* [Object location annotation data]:
---
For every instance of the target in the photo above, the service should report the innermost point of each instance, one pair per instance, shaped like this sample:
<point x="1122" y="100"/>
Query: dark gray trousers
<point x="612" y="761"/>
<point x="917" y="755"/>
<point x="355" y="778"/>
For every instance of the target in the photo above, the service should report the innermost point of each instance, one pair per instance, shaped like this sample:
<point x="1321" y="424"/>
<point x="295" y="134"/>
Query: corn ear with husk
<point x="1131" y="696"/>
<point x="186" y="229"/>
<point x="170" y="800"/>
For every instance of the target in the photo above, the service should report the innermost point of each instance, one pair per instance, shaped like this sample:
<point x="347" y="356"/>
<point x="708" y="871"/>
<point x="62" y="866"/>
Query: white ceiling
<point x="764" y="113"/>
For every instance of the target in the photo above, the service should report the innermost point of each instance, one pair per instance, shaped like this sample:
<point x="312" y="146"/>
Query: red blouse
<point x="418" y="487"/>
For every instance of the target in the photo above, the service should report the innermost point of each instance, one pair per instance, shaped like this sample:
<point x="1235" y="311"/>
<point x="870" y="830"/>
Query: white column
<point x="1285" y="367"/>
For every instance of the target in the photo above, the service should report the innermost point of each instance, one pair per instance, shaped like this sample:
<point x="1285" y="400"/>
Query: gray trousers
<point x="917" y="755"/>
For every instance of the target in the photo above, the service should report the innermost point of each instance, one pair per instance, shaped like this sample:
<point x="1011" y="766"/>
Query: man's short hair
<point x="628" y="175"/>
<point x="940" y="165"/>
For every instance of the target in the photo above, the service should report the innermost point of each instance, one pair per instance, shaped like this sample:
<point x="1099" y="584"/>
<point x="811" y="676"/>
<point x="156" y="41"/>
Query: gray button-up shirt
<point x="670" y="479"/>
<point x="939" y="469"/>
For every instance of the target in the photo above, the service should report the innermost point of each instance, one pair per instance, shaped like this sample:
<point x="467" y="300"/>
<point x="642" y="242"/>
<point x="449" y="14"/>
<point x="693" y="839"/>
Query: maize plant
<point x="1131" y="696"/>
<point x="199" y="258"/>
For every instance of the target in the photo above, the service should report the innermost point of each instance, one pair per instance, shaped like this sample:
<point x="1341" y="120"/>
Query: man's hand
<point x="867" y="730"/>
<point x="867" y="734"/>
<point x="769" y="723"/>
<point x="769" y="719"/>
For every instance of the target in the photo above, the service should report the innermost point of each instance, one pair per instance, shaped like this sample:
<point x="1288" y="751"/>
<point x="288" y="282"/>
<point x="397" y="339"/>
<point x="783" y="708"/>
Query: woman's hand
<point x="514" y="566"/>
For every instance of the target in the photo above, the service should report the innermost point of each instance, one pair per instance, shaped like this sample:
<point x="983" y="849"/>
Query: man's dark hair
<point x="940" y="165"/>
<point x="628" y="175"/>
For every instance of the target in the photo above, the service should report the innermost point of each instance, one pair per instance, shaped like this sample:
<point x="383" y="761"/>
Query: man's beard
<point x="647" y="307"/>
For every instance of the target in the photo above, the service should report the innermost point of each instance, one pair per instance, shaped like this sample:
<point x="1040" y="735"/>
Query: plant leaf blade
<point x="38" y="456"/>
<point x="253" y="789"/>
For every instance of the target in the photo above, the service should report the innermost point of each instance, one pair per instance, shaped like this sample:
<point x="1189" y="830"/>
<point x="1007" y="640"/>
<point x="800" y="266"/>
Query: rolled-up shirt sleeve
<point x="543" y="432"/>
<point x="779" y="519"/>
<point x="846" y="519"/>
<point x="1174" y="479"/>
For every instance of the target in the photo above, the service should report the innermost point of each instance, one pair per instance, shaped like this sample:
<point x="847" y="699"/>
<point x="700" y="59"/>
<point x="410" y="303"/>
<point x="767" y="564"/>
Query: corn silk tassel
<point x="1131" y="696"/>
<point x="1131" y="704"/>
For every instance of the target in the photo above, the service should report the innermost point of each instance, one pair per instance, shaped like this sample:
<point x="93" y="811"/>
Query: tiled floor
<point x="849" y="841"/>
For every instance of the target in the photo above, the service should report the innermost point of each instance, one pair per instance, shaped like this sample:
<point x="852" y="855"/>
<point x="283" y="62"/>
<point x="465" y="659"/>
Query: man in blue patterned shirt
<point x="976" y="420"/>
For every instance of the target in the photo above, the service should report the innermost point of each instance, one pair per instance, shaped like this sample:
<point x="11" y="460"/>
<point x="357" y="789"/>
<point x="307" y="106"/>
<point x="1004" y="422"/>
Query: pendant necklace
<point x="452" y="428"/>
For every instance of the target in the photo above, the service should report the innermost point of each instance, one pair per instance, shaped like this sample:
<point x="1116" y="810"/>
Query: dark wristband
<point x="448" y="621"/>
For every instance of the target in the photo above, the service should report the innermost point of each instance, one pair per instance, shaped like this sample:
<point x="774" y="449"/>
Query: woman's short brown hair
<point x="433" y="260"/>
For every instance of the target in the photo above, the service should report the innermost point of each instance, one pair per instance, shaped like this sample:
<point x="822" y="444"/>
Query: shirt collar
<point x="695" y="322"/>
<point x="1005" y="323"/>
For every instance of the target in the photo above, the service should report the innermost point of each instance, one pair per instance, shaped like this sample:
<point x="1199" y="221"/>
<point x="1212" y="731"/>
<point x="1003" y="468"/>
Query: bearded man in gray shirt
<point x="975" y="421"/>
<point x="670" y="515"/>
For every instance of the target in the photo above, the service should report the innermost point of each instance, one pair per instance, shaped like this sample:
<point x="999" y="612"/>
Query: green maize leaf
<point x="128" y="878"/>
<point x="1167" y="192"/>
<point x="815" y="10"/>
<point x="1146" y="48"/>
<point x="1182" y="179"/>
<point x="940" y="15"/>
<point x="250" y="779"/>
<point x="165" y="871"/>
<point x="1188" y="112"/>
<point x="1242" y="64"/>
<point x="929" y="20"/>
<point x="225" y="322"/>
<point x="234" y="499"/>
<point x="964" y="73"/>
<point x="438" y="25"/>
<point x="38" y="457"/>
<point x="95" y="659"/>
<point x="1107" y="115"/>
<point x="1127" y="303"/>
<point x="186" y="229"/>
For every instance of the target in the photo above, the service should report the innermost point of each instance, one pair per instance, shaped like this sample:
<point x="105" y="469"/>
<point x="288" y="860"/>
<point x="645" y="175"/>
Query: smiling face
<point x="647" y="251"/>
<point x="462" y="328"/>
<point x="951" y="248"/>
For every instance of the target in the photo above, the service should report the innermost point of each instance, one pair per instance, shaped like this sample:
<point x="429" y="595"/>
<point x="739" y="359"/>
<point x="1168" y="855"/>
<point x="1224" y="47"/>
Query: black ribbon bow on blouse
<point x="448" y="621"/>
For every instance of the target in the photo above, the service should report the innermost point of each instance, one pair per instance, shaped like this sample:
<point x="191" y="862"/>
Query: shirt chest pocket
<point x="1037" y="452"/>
---
* [Exercise directions]:
Return the entries above exactly as they appear.

* [Solution to this problem]:
For every instance of the target in the photo above, the service should report the innermost point of each instance, one pair per instance, shaped like this sample:
<point x="1122" y="100"/>
Query: dark gray trousers
<point x="612" y="761"/>
<point x="917" y="755"/>
<point x="355" y="778"/>
For every instance of the target in the photo above, the service should report the innermost point of each instance, one pair per instance, shaped like this sample:
<point x="1321" y="424"/>
<point x="295" y="134"/>
Query: corn ear with husk
<point x="1131" y="696"/>
<point x="186" y="229"/>
<point x="170" y="800"/>
For every instance of the target in the photo above, the service should report the innermost point of each instance, one pair per instance, shaped like this sample:
<point x="347" y="356"/>
<point x="708" y="871"/>
<point x="62" y="866"/>
Query: white ceiling
<point x="764" y="113"/>
For every instance of the target in the photo above, the service should report the innermost point of each instance, one pair per instance, shaped like this sample:
<point x="312" y="146"/>
Query: red blouse
<point x="418" y="487"/>
For every instance of the target in the photo above, the service should report the innermost point of each instance, one pair per instance, shaped like this sample:
<point x="1235" y="311"/>
<point x="870" y="830"/>
Query: white column
<point x="1285" y="367"/>
For every instance of the target in the photo above, the service should report the innermost point of each instance, one pair per instance, shaped like this sample:
<point x="1285" y="400"/>
Query: gray trousers
<point x="917" y="755"/>
For every instance of the target in the photo above, the service should report the innermost point of each instance, one pair per instance, shaped like this sample:
<point x="1011" y="766"/>
Query: man's short hair
<point x="628" y="175"/>
<point x="940" y="165"/>
For every instance of the target in the photo above, the service should report the innermost point of each instance, one pair per instance, shaped like this sample:
<point x="1099" y="584"/>
<point x="811" y="676"/>
<point x="156" y="41"/>
Query: gray button-up shirt
<point x="670" y="479"/>
<point x="939" y="469"/>
For every instance of the target in the photo above, the service should report the innermost point of each instance, one pair per instance, shaped like this sample:
<point x="467" y="300"/>
<point x="642" y="242"/>
<point x="449" y="14"/>
<point x="693" y="839"/>
Query: maize plant
<point x="1131" y="696"/>
<point x="199" y="258"/>
For every instance of the target in the photo above, the service should report the innermost point of each instance, one pair per instance, shaped like this sample:
<point x="1341" y="120"/>
Query: man's hand
<point x="867" y="730"/>
<point x="867" y="734"/>
<point x="769" y="723"/>
<point x="769" y="719"/>
For every instance of the target in the photo above, the service should report the innermost point of each instance, one pair per instance, shaped like this sample:
<point x="1288" y="751"/>
<point x="288" y="282"/>
<point x="397" y="339"/>
<point x="783" y="708"/>
Query: woman's hand
<point x="514" y="566"/>
For every instance of the target in the photo above, the service should report the innermost point of each instance, one pair per instance, shaped like this sample:
<point x="983" y="849"/>
Query: man's dark hair
<point x="940" y="165"/>
<point x="628" y="175"/>
For every instance of the target in the photo above, the service should report the innermost point of each instance, one pair per instance, shaped like this sample:
<point x="383" y="761"/>
Query: man's beard
<point x="647" y="307"/>
For every instance of the target in the photo above, the service should report the innermost point of each instance, one pair per instance, shaped like this sample:
<point x="1040" y="735"/>
Query: plant leaf blade
<point x="38" y="456"/>
<point x="253" y="789"/>
For every instance of the target in the photo above, the service should report the innermost point of each instance, one pair per instance, shaped like this sample:
<point x="1189" y="830"/>
<point x="1007" y="640"/>
<point x="800" y="266"/>
Query: rolled-up shirt sleeve
<point x="543" y="432"/>
<point x="779" y="519"/>
<point x="846" y="519"/>
<point x="1174" y="479"/>
For every instance of the target in the photo above, the service should report the innermost point of each instance, one pair per instance, shaped like this sample:
<point x="847" y="699"/>
<point x="700" y="59"/>
<point x="410" y="303"/>
<point x="767" y="564"/>
Query: corn silk tassel
<point x="1131" y="696"/>
<point x="1131" y="704"/>
For every instance of the target in the photo above, the service should report the innermost point of each instance, one pair per instance, shaped like this sample:
<point x="93" y="811"/>
Query: tiled floor
<point x="849" y="841"/>
For every instance of the target in the photo above, the service should report the innermost point of each instance, one pair per instance, shaped like this sample:
<point x="852" y="855"/>
<point x="283" y="62"/>
<point x="465" y="659"/>
Query: man in blue patterned shirt
<point x="976" y="420"/>
For every instance of the target in the photo above, the service should report the innermost point of each instance, one pair per instance, shaped like this sample:
<point x="11" y="460"/>
<point x="357" y="789"/>
<point x="307" y="106"/>
<point x="1004" y="422"/>
Query: pendant necklace
<point x="452" y="428"/>
For every instance of the target in the photo above, the service should report the innermost point of each instance, one pair per instance, shaped like this sample:
<point x="1116" y="810"/>
Query: dark wristband
<point x="448" y="621"/>
For every instance of the target in the photo above, the service should report the innermost point of each instance, one pair per instance, shaped like this sample:
<point x="774" y="449"/>
Query: woman's short brown hair
<point x="433" y="260"/>
For every instance of the target in the photo above, the service should report the innermost point of each instance, one pair per instance, shaped like this sample:
<point x="822" y="444"/>
Query: shirt collar
<point x="695" y="322"/>
<point x="1005" y="323"/>
For every instance of the target in the photo above, the service should report the innermost point of each instance, one pair per instance, shaped like this sample:
<point x="1199" y="221"/>
<point x="1212" y="731"/>
<point x="1003" y="468"/>
Query: bearded man in gray shirt
<point x="975" y="421"/>
<point x="670" y="515"/>
For every instance of the target in the photo above, the service should report the innermost point of each instance, one pair per instance, shaped like this sample:
<point x="999" y="612"/>
Query: green maize leaf
<point x="128" y="878"/>
<point x="1167" y="192"/>
<point x="815" y="10"/>
<point x="1146" y="48"/>
<point x="1182" y="179"/>
<point x="940" y="15"/>
<point x="250" y="779"/>
<point x="165" y="871"/>
<point x="1188" y="112"/>
<point x="1242" y="64"/>
<point x="929" y="20"/>
<point x="225" y="322"/>
<point x="234" y="499"/>
<point x="964" y="73"/>
<point x="438" y="25"/>
<point x="38" y="457"/>
<point x="95" y="659"/>
<point x="1107" y="115"/>
<point x="1127" y="303"/>
<point x="186" y="229"/>
For every instance of the target in the photo above, the service should report the innermost point of each instance, one pair per instance, shaped like this sample:
<point x="105" y="469"/>
<point x="288" y="860"/>
<point x="645" y="175"/>
Query: smiling face
<point x="647" y="251"/>
<point x="462" y="328"/>
<point x="951" y="248"/>
For every instance of the target in the photo above, the service should report the innermost point of each instance, one pair per instance, shaped like this sample:
<point x="429" y="595"/>
<point x="739" y="359"/>
<point x="1168" y="855"/>
<point x="1224" y="47"/>
Query: black ribbon bow on blouse
<point x="448" y="621"/>
For every instance of the target in the photo above, the service should report the innermost point of each instance, one pair per instance, shaped like this sample:
<point x="191" y="862"/>
Query: shirt chest pocket
<point x="1037" y="452"/>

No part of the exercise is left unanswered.